:: WORK ITEM ::
With pictures excluded, output exactly the lines that run from the first line of the data below through the line containing "TASK = point to the column shaft, one".
*** DATA UNDER STUDY Section Begins ***
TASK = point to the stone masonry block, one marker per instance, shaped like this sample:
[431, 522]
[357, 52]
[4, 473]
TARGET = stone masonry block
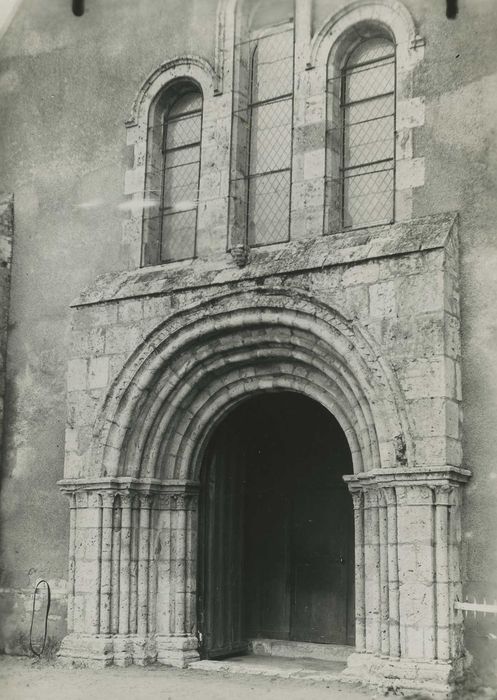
[421, 293]
[98, 372]
[77, 374]
[361, 274]
[410, 173]
[122, 338]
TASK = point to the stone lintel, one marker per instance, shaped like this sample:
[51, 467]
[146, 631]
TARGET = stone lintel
[125, 484]
[403, 476]
[434, 678]
[402, 238]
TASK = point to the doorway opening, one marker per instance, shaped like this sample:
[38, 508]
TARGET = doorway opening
[276, 549]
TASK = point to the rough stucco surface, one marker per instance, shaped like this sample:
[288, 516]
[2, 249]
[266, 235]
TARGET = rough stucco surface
[66, 86]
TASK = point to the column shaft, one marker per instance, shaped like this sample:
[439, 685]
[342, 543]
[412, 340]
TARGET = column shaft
[124, 566]
[143, 563]
[106, 562]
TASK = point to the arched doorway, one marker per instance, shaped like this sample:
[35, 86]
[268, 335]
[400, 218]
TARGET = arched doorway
[276, 527]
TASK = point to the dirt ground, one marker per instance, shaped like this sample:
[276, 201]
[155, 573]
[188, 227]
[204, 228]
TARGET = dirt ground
[23, 679]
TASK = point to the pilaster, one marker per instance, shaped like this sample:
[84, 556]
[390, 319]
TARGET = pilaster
[407, 635]
[132, 572]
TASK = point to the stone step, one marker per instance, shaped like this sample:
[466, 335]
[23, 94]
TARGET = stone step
[300, 650]
[277, 667]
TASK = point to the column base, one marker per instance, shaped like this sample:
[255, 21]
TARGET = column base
[97, 651]
[87, 651]
[435, 678]
[177, 651]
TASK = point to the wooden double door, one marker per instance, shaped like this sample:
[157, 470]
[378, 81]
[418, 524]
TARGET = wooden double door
[276, 528]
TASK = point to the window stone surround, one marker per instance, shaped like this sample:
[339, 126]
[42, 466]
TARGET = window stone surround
[221, 224]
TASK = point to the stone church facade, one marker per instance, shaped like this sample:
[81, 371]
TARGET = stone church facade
[296, 220]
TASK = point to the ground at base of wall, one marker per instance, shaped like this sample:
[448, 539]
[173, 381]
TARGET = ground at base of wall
[23, 678]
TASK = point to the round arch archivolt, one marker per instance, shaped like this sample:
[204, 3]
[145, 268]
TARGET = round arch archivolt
[196, 366]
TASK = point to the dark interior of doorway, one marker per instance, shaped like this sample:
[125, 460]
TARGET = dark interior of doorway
[276, 528]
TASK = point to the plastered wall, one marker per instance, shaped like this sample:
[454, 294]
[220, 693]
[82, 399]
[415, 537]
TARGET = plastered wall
[66, 87]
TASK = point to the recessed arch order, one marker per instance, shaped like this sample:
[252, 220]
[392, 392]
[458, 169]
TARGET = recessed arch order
[199, 364]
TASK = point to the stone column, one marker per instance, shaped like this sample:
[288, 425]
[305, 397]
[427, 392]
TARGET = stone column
[106, 557]
[372, 571]
[443, 612]
[360, 610]
[393, 572]
[384, 575]
[176, 585]
[72, 562]
[411, 567]
[109, 572]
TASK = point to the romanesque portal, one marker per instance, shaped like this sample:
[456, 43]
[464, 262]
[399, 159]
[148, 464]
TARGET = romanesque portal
[154, 572]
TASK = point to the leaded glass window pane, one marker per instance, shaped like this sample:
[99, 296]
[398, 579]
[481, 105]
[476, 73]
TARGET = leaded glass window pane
[178, 235]
[268, 208]
[368, 124]
[271, 114]
[271, 144]
[182, 134]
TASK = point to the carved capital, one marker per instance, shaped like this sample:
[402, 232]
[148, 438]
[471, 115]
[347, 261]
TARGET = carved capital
[240, 254]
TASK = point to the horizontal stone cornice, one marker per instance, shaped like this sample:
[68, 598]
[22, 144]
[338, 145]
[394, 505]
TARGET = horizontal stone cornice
[424, 234]
[421, 476]
[126, 484]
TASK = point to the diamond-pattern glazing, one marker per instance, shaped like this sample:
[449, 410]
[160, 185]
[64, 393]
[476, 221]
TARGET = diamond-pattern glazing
[181, 186]
[370, 50]
[183, 131]
[270, 139]
[272, 67]
[271, 143]
[370, 109]
[368, 198]
[181, 178]
[178, 235]
[368, 142]
[370, 80]
[269, 201]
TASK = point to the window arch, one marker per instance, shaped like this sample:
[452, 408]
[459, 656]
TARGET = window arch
[361, 133]
[270, 125]
[173, 175]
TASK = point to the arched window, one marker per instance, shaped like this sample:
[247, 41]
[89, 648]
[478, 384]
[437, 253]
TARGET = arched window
[271, 112]
[367, 114]
[181, 170]
[172, 177]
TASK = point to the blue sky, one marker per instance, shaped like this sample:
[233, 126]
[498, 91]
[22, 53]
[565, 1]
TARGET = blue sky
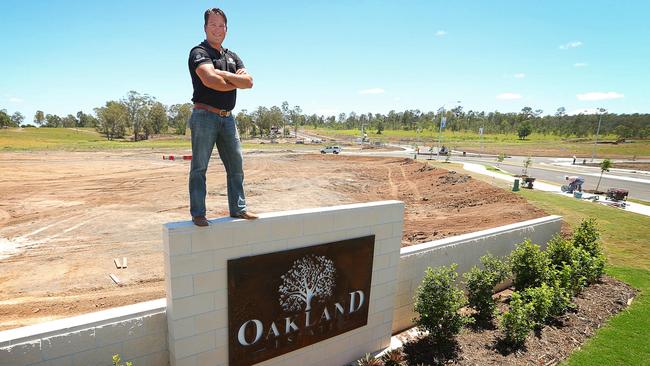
[334, 56]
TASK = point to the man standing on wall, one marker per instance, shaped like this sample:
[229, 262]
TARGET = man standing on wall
[216, 74]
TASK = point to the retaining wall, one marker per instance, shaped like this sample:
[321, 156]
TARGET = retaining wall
[139, 332]
[464, 250]
[196, 278]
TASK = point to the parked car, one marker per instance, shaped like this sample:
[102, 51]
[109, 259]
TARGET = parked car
[332, 149]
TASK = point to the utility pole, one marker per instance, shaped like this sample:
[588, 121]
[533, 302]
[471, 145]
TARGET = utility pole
[600, 117]
[443, 122]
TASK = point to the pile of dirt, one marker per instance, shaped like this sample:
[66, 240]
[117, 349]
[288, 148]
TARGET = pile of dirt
[548, 346]
[65, 215]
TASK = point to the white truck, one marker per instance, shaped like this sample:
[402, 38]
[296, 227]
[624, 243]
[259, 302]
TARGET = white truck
[332, 149]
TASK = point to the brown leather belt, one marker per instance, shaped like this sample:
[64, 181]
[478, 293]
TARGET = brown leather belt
[220, 112]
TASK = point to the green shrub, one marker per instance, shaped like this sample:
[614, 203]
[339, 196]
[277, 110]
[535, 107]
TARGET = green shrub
[516, 323]
[394, 357]
[568, 265]
[369, 360]
[530, 266]
[541, 300]
[560, 251]
[561, 284]
[117, 361]
[437, 302]
[480, 285]
[590, 266]
[592, 263]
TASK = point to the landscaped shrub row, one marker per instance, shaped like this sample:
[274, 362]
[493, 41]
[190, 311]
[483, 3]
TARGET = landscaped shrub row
[545, 283]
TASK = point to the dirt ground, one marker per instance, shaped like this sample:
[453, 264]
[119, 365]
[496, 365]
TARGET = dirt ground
[64, 216]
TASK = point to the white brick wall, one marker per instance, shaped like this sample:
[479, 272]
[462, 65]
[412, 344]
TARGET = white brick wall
[464, 250]
[196, 260]
[137, 332]
[198, 322]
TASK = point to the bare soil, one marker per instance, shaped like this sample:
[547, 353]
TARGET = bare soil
[547, 346]
[64, 216]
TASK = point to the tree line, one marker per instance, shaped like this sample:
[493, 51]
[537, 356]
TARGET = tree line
[141, 115]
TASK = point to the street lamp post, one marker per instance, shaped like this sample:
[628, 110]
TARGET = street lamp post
[443, 120]
[600, 117]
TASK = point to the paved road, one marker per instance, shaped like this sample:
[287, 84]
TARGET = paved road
[553, 170]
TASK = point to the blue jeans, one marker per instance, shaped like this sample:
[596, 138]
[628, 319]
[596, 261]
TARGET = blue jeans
[209, 129]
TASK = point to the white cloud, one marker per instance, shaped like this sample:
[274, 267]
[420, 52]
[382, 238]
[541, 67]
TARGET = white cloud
[599, 96]
[574, 44]
[584, 111]
[509, 96]
[372, 91]
[327, 112]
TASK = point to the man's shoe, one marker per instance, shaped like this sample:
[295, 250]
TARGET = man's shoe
[200, 221]
[245, 216]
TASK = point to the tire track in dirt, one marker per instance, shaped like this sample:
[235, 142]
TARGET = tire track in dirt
[412, 186]
[394, 189]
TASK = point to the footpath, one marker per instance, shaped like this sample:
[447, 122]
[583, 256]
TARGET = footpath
[546, 187]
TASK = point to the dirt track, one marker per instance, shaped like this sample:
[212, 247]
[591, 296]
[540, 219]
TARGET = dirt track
[64, 216]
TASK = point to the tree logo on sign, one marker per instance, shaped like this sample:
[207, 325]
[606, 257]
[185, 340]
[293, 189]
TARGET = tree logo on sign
[310, 277]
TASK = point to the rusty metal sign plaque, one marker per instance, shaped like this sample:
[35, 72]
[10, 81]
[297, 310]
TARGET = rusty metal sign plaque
[283, 301]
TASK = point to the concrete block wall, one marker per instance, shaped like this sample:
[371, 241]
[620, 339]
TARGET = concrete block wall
[464, 250]
[137, 332]
[196, 278]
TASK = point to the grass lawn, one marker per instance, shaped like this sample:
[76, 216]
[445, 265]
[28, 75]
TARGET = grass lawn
[29, 139]
[535, 144]
[626, 240]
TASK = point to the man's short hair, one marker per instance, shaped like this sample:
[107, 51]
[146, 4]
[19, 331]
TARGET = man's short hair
[215, 11]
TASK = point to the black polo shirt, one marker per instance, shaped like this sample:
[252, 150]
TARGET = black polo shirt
[227, 61]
*** DATA UNDER STUDY Section Ends ***
:: REPLY ::
TASK = point to the stone masonry block, one marker per instance, shaped like this sample:
[431, 522]
[357, 52]
[4, 473]
TARGET = stone masonry block
[421, 293]
[98, 372]
[77, 374]
[361, 274]
[410, 173]
[122, 338]
TASK = point to the stone lintel, one marker per instance, shaped like this sample:
[51, 467]
[146, 631]
TARGET = stone lintel
[125, 484]
[403, 476]
[434, 678]
[402, 238]
TASK = point to the doorway opening, one marker per instance, shaped like this sample:
[38, 508]
TARGET = doorway opening
[276, 549]
TASK = point to the rough stucco surface, one marker per instance, shaped like this sample:
[288, 516]
[2, 249]
[266, 235]
TARGET = rough stucco surface
[66, 86]
TASK = point to the column shaft, one marker per instance, shaped like this sample:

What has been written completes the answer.